Albuquerque Journal

N.M. Teen's Math Project Wins Spot in National Intel Competition
By Polly Summar, Journal Staff Writer

LOS ALAMOS— Ben Dozier, 18, sits in his living room eating a piece of organic pumpkin pie his brother, Lupe, has just made and tries to explain the project that won him a slot as one of 40 national finalists in the Intel Science Talent Search 2008.
   
Bit strings? Random bit strings?
   
He nods, realizing the concept is difficult, and hands a written explanation to a reporter: "I studied a mathematical structure called a bit string. A bit is a single digit that takes the value 0 or 1. A bit string is just a sequence of bits. Given a bit string, it is natural to ask how complex the bit string is."
   
Natural?
   
Maybe for a kid who's been obsessed with numbers since he was 3 years old and computed the number of horses on the poster in his bedroom.
   
But back to his project: Dozier's research focused on random bit strings, which he called "an interesting variant of the normal bit string in which the values of the bits (whether they are 0 or 1) are chosen randomly."
   
Dozier explored how the complexity of random bit strings grows as the length of the bit string gets larger and larger, approaching infinity.
   
The project won Dozier $5,000 in scholarship money and a new laptop as a finalist in the prestigious Intel competition, with chances for more scholarships from a $1.25 million pool.
   
This contest is considered a kind of junior Nobel Prize.
   
Finalists head to Washington, D.C., on March 6 for a weeklong judging process. The winner will be announced March 11.
   
The lanky Los Alamos High School senior has already been accepted to the Massachusetts Institute of Technology. He's waiting to hear from Harvard and Princeton before making a decision.

● Data records
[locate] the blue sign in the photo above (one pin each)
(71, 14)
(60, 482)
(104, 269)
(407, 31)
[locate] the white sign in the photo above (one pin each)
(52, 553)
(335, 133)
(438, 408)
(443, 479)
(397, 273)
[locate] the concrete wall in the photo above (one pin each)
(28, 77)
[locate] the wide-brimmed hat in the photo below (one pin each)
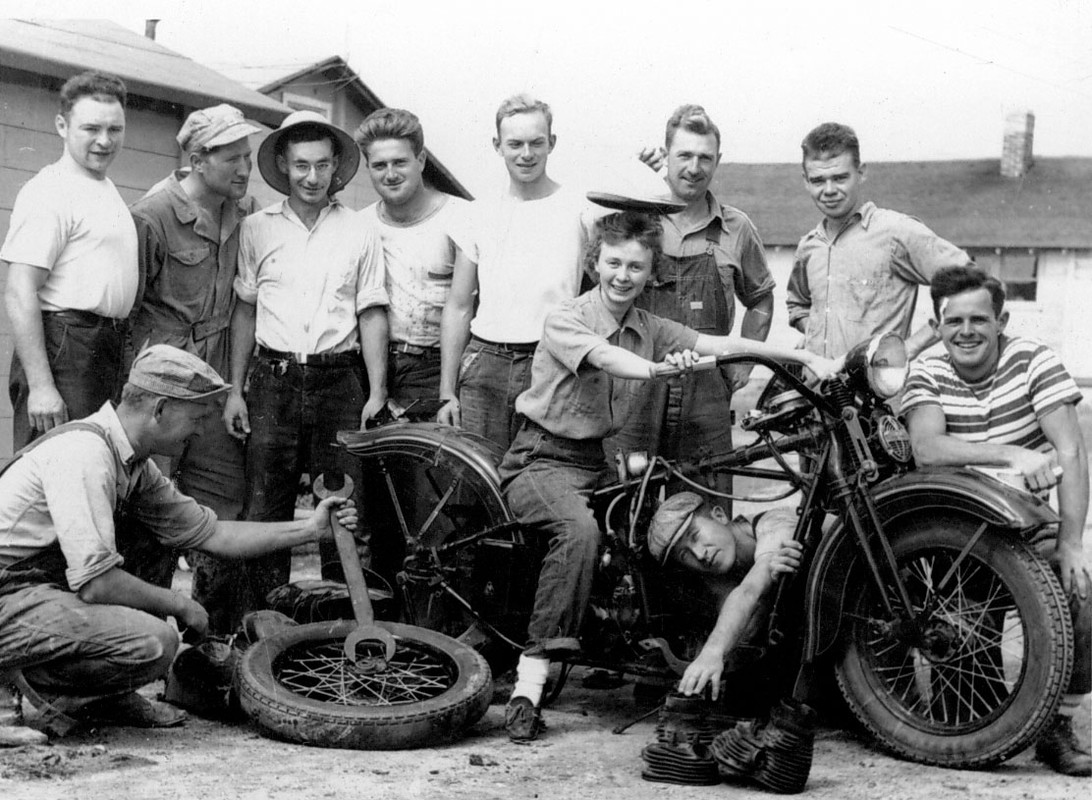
(348, 158)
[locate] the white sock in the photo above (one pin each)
(530, 678)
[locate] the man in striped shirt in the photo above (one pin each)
(1008, 402)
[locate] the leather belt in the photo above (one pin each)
(346, 358)
(509, 346)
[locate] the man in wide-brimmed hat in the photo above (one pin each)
(310, 294)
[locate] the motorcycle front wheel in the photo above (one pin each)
(982, 673)
(298, 685)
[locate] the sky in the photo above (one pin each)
(925, 80)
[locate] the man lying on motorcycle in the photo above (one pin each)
(739, 561)
(592, 348)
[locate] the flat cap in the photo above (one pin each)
(168, 371)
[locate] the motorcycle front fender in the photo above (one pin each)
(935, 490)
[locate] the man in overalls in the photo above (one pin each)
(712, 254)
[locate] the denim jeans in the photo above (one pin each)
(295, 415)
(490, 379)
(548, 482)
(85, 358)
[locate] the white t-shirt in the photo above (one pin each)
(80, 229)
(529, 257)
(419, 260)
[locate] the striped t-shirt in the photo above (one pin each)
(1004, 408)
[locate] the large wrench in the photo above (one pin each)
(366, 630)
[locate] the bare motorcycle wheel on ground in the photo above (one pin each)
(298, 685)
(984, 672)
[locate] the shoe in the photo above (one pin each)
(523, 720)
(131, 711)
(1058, 749)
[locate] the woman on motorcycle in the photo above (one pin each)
(592, 350)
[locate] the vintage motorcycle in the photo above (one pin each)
(950, 639)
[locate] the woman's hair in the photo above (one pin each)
(621, 227)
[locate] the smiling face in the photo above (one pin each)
(310, 168)
(834, 183)
(691, 163)
(94, 131)
(524, 142)
(624, 270)
(394, 170)
(971, 332)
(226, 169)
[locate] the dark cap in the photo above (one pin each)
(669, 522)
(168, 371)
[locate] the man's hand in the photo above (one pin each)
(705, 668)
(654, 158)
(1068, 561)
(192, 620)
(45, 408)
(449, 414)
(346, 515)
(236, 417)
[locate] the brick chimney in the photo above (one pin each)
(1016, 150)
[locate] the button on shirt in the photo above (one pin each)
(864, 281)
(570, 397)
(309, 285)
(67, 489)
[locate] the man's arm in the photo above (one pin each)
(1063, 430)
(45, 408)
(372, 326)
(454, 334)
(236, 416)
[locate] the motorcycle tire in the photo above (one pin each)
(995, 657)
(297, 685)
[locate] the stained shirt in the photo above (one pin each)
(79, 229)
(1006, 406)
(309, 285)
(188, 262)
(419, 260)
(67, 489)
(570, 397)
(864, 281)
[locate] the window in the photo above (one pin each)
(1016, 267)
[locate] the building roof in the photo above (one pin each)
(61, 48)
(335, 70)
(964, 201)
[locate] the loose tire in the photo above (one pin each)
(298, 685)
(994, 660)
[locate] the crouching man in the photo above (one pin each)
(1001, 401)
(86, 523)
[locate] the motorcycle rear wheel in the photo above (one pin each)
(298, 685)
(987, 677)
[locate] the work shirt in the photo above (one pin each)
(570, 397)
(79, 229)
(418, 260)
(67, 489)
(188, 262)
(864, 282)
(529, 255)
(309, 285)
(1003, 408)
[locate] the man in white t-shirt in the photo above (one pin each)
(414, 222)
(520, 255)
(71, 251)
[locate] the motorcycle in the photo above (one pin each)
(950, 637)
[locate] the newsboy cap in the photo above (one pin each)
(214, 127)
(168, 371)
(669, 522)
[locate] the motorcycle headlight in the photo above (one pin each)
(880, 363)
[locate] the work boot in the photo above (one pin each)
(13, 733)
(1058, 749)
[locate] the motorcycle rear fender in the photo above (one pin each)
(948, 490)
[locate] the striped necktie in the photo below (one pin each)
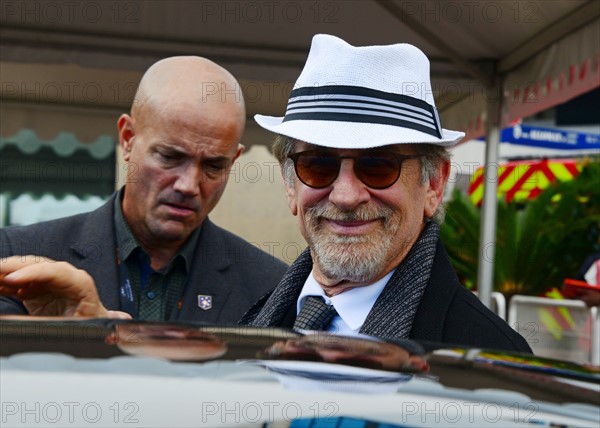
(315, 314)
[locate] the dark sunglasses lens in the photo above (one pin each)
(378, 171)
(317, 170)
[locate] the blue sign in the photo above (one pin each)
(550, 138)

● Required work
Please quote the part of the Intel competition article that begins with the words containing "The project won" and ends with "a $1.25 million pool.", word for word. Rely only on the Intel competition article, not on the lines.

● Written answer
The project won Dozier $5,000 in scholarship money and a new laptop as a finalist in the prestigious Intel competition, with chances for more scholarships from a $1.25 million pool.